_INSTRUCTIONS TO FOLLOW_. Return the listing in full. Keep every word as it stands.

_MATERIAL FOR THE TASK_.
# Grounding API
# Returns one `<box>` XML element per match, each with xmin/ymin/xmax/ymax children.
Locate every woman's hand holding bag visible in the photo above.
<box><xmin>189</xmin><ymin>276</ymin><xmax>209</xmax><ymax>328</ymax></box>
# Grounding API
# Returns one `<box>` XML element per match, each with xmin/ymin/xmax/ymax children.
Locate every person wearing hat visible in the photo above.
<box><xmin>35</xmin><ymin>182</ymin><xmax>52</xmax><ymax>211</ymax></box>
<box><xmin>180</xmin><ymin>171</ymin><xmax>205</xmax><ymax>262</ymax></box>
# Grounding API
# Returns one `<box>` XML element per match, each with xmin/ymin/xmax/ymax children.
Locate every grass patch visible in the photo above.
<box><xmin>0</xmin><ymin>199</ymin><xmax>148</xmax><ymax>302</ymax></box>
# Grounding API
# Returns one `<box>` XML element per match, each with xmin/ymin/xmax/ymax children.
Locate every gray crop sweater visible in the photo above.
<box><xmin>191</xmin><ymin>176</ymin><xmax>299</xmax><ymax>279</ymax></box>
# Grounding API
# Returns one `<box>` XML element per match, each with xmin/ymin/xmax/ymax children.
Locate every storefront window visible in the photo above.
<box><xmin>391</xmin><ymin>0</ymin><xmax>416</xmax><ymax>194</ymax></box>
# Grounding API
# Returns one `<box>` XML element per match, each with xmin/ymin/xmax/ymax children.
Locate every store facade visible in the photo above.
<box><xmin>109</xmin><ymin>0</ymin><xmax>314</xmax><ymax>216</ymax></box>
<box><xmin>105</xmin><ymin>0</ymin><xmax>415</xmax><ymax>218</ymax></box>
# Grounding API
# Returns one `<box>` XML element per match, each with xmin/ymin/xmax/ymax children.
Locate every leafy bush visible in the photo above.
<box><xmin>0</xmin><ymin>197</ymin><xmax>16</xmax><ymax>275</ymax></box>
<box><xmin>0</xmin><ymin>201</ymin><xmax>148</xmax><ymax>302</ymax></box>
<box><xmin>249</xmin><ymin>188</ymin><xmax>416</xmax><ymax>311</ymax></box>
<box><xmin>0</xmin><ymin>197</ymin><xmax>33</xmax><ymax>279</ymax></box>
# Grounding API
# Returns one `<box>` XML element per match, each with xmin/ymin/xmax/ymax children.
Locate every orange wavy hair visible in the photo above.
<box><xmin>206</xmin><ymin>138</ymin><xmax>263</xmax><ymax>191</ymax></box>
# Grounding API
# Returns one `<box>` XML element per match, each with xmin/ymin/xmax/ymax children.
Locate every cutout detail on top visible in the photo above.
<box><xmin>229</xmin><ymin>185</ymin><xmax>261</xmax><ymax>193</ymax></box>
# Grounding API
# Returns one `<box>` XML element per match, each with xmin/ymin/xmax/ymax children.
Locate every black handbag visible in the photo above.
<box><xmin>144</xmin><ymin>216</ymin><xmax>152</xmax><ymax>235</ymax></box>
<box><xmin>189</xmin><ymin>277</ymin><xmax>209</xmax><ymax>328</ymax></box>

_WRITTEN RESPONSE_.
# Grounding API
# Returns one `<box>` XML element per match, each with xmin/ymin/xmax/ymax children.
Locate every woman's hand holding bag visible in the photo above.
<box><xmin>189</xmin><ymin>276</ymin><xmax>209</xmax><ymax>328</ymax></box>
# Grounding API
# Returns one `<box>` XML element per match, each with xmin/ymin/xmax/ymax children.
Locate every person wearing hat visible in the photo above.
<box><xmin>35</xmin><ymin>182</ymin><xmax>52</xmax><ymax>211</ymax></box>
<box><xmin>180</xmin><ymin>171</ymin><xmax>205</xmax><ymax>262</ymax></box>
# Grounding API
# Returns one `<box>` XML element per match, each with xmin/ymin/xmax/ymax children.
Locate every grass patch visible in the photo above.
<box><xmin>0</xmin><ymin>199</ymin><xmax>148</xmax><ymax>302</ymax></box>
# Grounding API
# Returns one `<box>` XML element per match, each with xmin/ymin/xmax/ymax children.
Locate every gray crop sweater visible in the photo above.
<box><xmin>191</xmin><ymin>176</ymin><xmax>299</xmax><ymax>279</ymax></box>
# Grounding API
# Returns one `<box>` XML element per match, each with xmin/ymin/xmax/ymax children.
Locate every storefront window visible in the photo above.
<box><xmin>391</xmin><ymin>0</ymin><xmax>416</xmax><ymax>194</ymax></box>
# Grounding API
# Returns one `<box>` XML element per match, each with xmin/ymin/xmax/ymax children.
Locate every store facade visible in the photo above.
<box><xmin>109</xmin><ymin>0</ymin><xmax>314</xmax><ymax>216</ymax></box>
<box><xmin>105</xmin><ymin>0</ymin><xmax>415</xmax><ymax>218</ymax></box>
# Grounding API
# Returns one `<box>` XML element per match, each with xmin/ymin/xmax/ymax children.
Locate every leafy bush visible in the photo above.
<box><xmin>0</xmin><ymin>197</ymin><xmax>16</xmax><ymax>275</ymax></box>
<box><xmin>0</xmin><ymin>201</ymin><xmax>148</xmax><ymax>302</ymax></box>
<box><xmin>249</xmin><ymin>188</ymin><xmax>416</xmax><ymax>311</ymax></box>
<box><xmin>0</xmin><ymin>197</ymin><xmax>33</xmax><ymax>279</ymax></box>
# Grounding API
# Returns one `<box>` XML element per match, each with xmin/ymin/xmax/ymax children.
Locate every orange wavy hair visible in the photo above.
<box><xmin>206</xmin><ymin>138</ymin><xmax>263</xmax><ymax>191</ymax></box>
# Grounding API
# Returns one `<box>` XML element per match, each with xmin/ymin/xmax/ymax children.
Locate every cutout detail on top visible in the photo above.
<box><xmin>229</xmin><ymin>185</ymin><xmax>261</xmax><ymax>193</ymax></box>
# Grounding API
# Returns one `<box>` XML element per match, each with xmin/ymin/xmax/ymax children.
Locate every black handbag visible in the photo above.
<box><xmin>144</xmin><ymin>216</ymin><xmax>152</xmax><ymax>235</ymax></box>
<box><xmin>189</xmin><ymin>277</ymin><xmax>209</xmax><ymax>328</ymax></box>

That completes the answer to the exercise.